## [Stated exercise]
Can you gather every line in the rows below that contains the string "query"? Treat uppercase and lowercase as different.

## [Data provided]
^^^^^^^^^^^^^^^^

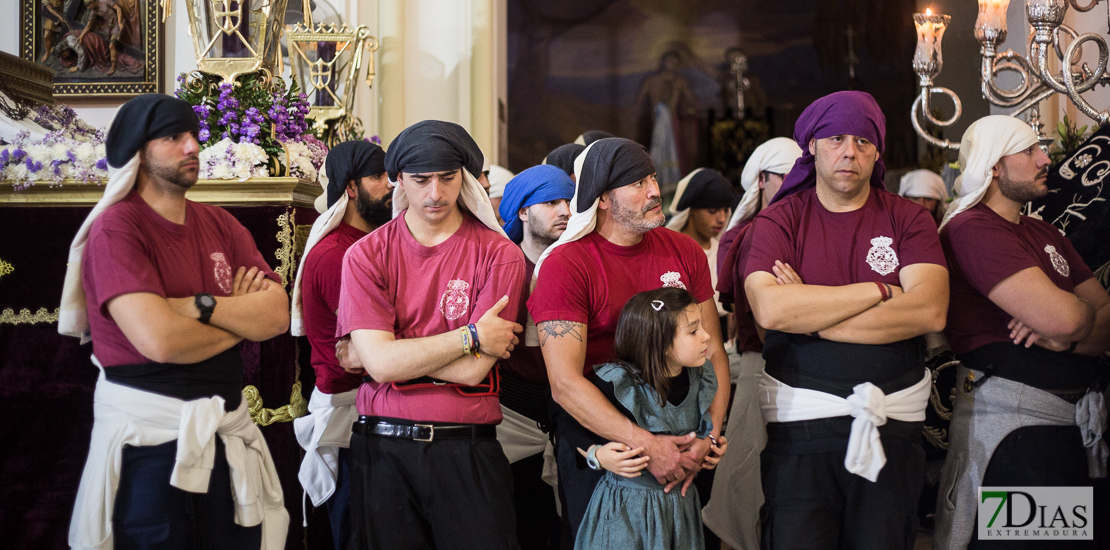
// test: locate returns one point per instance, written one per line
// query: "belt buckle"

^^^^^^^^^^^^^^^^

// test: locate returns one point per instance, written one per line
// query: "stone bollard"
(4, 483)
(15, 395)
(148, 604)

^^^^^^^^^^^^^^^^

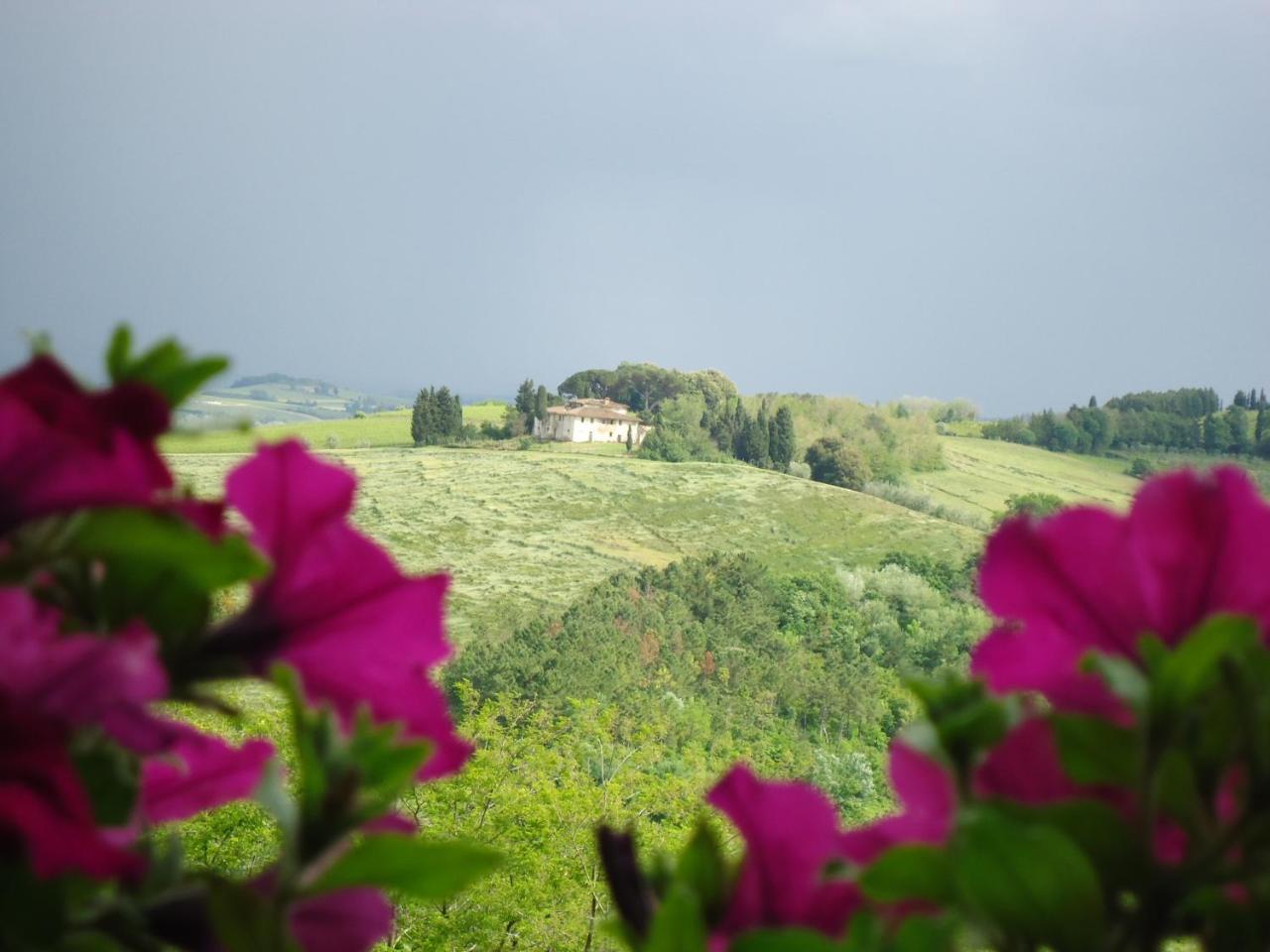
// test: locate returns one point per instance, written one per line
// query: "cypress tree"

^^^^^^^^^^^^^^^^

## [Result of this task]
// query: "belt buckle"
// query: "stone bollard"
// query: "cypress tree"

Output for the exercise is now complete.